> [Required work]
1. Rewrite everything from "The plan view 6D includes" down to "viewed from above." in the ceiling transporter description, putting "blueprint" in place of "design drawing".
2. Write the next part of the ceiling transporter description, picking up after its last sentence.

> [Document]
----------

In the present embodiment, the target facility includes the ceiling transporter 60 hung from the ceiling surface 51 and transports target objects above the floor surface 52. The ceiling transporter 60 includes rails 61 hung from the ceiling surface 51, a ceiling-hung transport vehicle 62 that travels along the rails 61, a contactless power feeder (not shown), and buffers 611 (refer to FIG. 4). The contactless power feeder is a facility for feeding power to the ceiling-hung transport vehicle 62 in a contactless manner. The buffers 611 are areas for temporarily storing the target objects. For this target facility, the ceiling surface 51 is the placement surface 54, and the floor surface 52 is the facing surface 55. The projection plane 56 may include at least the facing surface 55. In FIG. 3, the facing surface 55 alone is shown as the projection plane 56. In FIG. 4, both the ceiling surface 51 and the floor surface 52 are shown as projection planes 56 onto each of which the plan view 6D is projected.

The plan view 6D includes information indicating a design drawing of the target facility. The design drawing includes a mechanical drawing, a facility layout drawing, and any other drawings prepared in designing the facility. The information indicating the design drawing includes, for example, information about dimensions, texture, patterns, and colors. In the present embodiment, the plan view 6D is a drawing of the facility 6 viewed from above.

In the example in FIG. 3, the plan view 6D is projected onto the floor surface 52. The plan view 6D is a part of the design drawing of the ceiling transporter 60 as the target facility. The design drawing of the ceiling transporter 60 includes, for example, information about the center position between the pair of rails 61, the hanging positions of the rails 61 on the ceiling surface 51, the positions of the buffers 611, and the direction in which the ceiling-hung transport vehicle 62 travels. In FIG. 3, centerlines each indicating the center position between the pair of rails 61 are projected onto the floor surface 52. A hanging diagram 6DA indicating the hanging positions, a buffer diagram 6DB indicating the positions of the buffers 611, and arrows 6DC each indicating the direction in which the ceiling-hung transport vehicle 62 travels are projected onto the floor surface 52 to be superimposed on the centerlines.

----------

> [Entries]
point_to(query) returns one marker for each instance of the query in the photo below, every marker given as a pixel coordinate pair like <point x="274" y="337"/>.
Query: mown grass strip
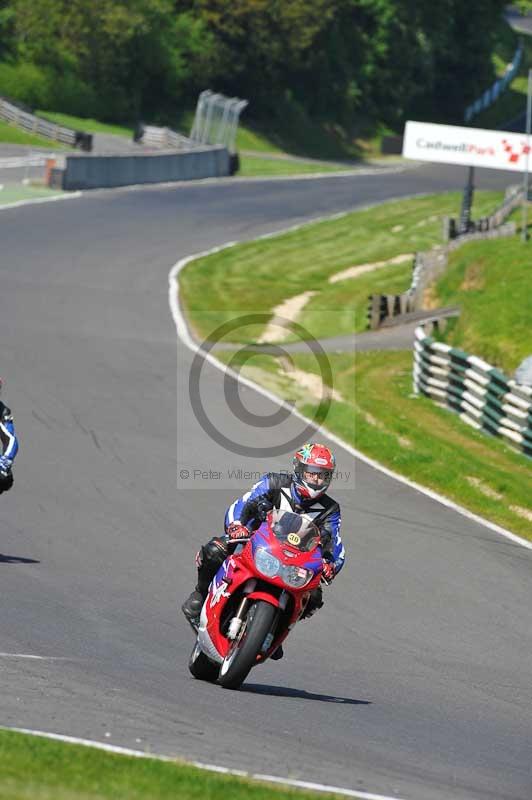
<point x="379" y="415"/>
<point x="11" y="135"/>
<point x="254" y="166"/>
<point x="35" y="768"/>
<point x="15" y="192"/>
<point x="245" y="279"/>
<point x="86" y="124"/>
<point x="491" y="282"/>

----------

> [Per-task outputs]
1.
The plan view 6D includes information indicating a blueprint of the target facility. The blueprint includes a mechanical drawing, a facility layout drawing, and any other drawings prepared in designing the facility. The information indicating the blueprint includes, for example, information about dimensions, texture, patterns, and colors. In the present embodiment, the plan view 6D is a drawing of the facility 6 viewed from above.

2.
In the example in FIG. 4, information about the contactless power feeder (not shown in FIG. 4) included in the design drawing of the ceiling transporter 60 is projected onto the ceiling surface 51. A contactless feeding area 6DD as an example of the information about the contactless power feeder is projected onto the ceiling surface 51. In the contactless feeding area 6DD, the contactless power feeder can feed power to the ceiling-hung transport vehicle 62. More specifically, the contactless power feeder includes a power supply (not shown) and a feed line (not shown) to feed power from the power supply to the ceiling-hung transport vehicle 62 (not shown in FIG. 4) in a contactless manner. In the contactless feeding area 6DD, the feed line disposed along the rails 61 (not shown in FIG. 4) feeds power to the ceiling-hung transport vehicle 62 traveling along the rails 61. In a factory as an example of the building 5, or specifically in a large factory, multiple contactless feeding areas 6DD may fully cover the installation areas of the rails 61. In other words, multiple contactless power feeders may be installed in a factory. With the contactless feeding areas 6DD represented in the virtual space VS, the boundaries between different contactless feeding areas 6DD can be identified easily, thus facilitating various inspections and verifications of the contactless power feeders.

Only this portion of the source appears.